━━━━━ Extrait du texte ━━━━━

À la croisée de la controverse politique, de la liberté d’expression et de la pression des marchés, la brève suspension aux Etats-Unis du show télé « Jimmy Kimmel Live! » par ABC (filiale de Disney) aura fait réagir bien au-delà des plateaux de télévision. En cinq jours, ce qui semblait être une décision de prudence s’est transformé en volte-face, reflétant les défis que rencontrent aujourd’hui les grands groupes de médias.
À la tête de d’un des show télé les plus populaires aux Etats-Unis depuis janvier 2003, Jimmy Kimmel est aujourd’hui le plus ancien présentateur de late-night show encore en activité aux États-Unis sur une même chaîne (ABC, qui appartient à Disney Group). Son émission, le « Jimmy Kimmel Live ! », tournée à Hollywood, mêle interviews de célébrités, sketches satiriques et séquences devenues cultes (comme les Mean Tweets). Jimmy Kimmel est un animateur, humoriste et producteur américain né en 1967 à Brooklyn. Il s’est d’abord fait connaître à la télévision par des émissions humoristiques (Win Ben Stein’s Money, The Man Show) avant d’imposer son propre style sur ABC.

━━━━━

Défis
- A) Condensez en deux phrases au plus le paragraphe de l'extrait qui commence par « À la croisée de la controverse politique ». Conservez-en les faits principaux.
- B) Les affirmations suivantes concordent-elles avec l'extrait ? Répondez par oui ou par non et citez textuellement les mots décisifs : (i) Jimmy Kimmel est né en 1967 à Brooklyn ; (ii) l'émission « Jimmy Kimmel Live ! » est tournée à New York ; (iii) la volte-face d'ABC est survenue en cinq semaines.

━━━━━ Données fournies ━━━━━

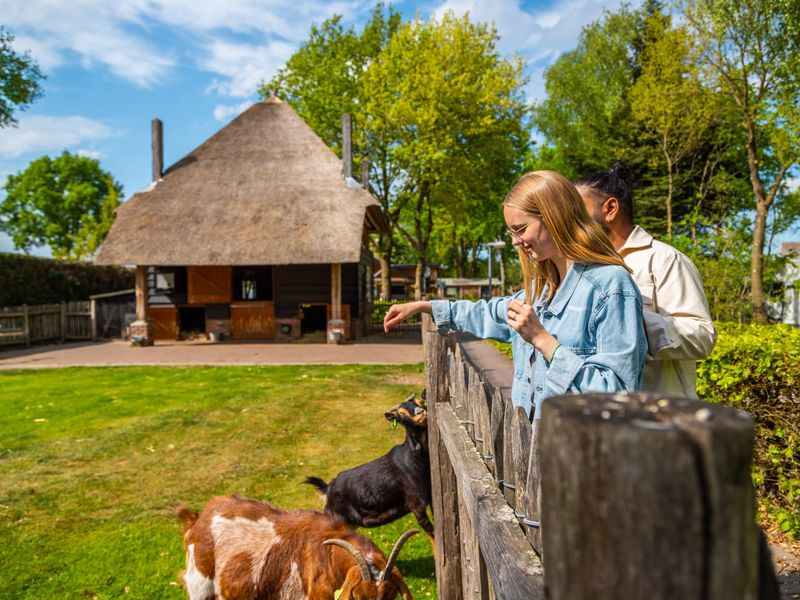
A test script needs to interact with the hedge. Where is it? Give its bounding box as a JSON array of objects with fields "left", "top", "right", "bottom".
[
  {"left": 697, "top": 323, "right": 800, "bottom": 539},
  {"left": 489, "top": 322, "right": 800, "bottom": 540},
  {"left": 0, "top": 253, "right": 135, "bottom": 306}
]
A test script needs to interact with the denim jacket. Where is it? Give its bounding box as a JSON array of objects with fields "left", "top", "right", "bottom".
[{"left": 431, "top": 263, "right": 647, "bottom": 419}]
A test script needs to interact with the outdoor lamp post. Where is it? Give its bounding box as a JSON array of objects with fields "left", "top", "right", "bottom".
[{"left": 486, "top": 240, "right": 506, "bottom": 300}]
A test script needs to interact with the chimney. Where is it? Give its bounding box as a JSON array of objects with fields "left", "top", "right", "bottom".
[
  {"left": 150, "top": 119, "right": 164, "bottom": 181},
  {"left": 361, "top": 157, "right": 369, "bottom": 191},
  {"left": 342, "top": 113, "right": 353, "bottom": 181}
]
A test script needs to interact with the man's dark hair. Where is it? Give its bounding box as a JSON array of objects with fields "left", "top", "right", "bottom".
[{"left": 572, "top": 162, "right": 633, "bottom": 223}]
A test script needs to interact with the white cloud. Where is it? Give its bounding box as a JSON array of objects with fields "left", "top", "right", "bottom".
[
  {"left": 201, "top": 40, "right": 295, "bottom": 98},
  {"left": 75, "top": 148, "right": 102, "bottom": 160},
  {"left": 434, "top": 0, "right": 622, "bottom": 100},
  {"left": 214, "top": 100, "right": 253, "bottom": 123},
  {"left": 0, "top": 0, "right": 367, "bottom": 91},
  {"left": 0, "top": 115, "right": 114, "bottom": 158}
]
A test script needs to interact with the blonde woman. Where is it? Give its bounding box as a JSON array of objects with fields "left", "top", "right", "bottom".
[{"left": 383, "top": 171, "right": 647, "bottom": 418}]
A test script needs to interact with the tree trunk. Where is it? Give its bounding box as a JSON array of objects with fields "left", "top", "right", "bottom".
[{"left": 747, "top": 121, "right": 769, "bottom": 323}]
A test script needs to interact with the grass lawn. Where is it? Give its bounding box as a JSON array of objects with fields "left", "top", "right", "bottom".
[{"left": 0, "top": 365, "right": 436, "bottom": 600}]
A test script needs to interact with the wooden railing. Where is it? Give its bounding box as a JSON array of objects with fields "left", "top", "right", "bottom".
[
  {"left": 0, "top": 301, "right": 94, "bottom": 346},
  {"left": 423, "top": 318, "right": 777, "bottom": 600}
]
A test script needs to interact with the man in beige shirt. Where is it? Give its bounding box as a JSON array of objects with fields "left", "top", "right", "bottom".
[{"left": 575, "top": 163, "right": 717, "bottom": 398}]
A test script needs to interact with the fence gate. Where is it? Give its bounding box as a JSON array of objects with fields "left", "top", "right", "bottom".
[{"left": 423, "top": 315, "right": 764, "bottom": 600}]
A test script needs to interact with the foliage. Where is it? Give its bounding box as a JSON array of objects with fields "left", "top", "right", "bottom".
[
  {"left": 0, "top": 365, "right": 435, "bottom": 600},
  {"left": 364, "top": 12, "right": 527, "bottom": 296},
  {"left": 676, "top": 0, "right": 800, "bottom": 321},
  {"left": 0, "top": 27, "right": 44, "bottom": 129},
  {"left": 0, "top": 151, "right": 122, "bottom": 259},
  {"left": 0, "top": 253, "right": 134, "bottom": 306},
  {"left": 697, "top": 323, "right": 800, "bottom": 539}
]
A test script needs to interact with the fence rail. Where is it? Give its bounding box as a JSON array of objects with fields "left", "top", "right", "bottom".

━━━━━

Exercice corrigé
- A) Mêlant controverse politique, liberté d'expression et pression des marchés, la brève suspension aux États-Unis du show « Jimmy Kimmel Live! » par ABC, filiale de Disney, a fait réagir bien au-delà des plateaux de télévision. En cinq jours, cette décision d'apparence prudente s'est muée en volte-face, reflet des défis actuels des grands groupes de médias.

- B)
(i) Oui : « né en 1967 à Brooklyn ».
(ii) Non : « tournée à Hollywood ».
(iii) Non : « En cinq jours, ce qui semblait être une décision de prudence s’est transformé en volte-face ».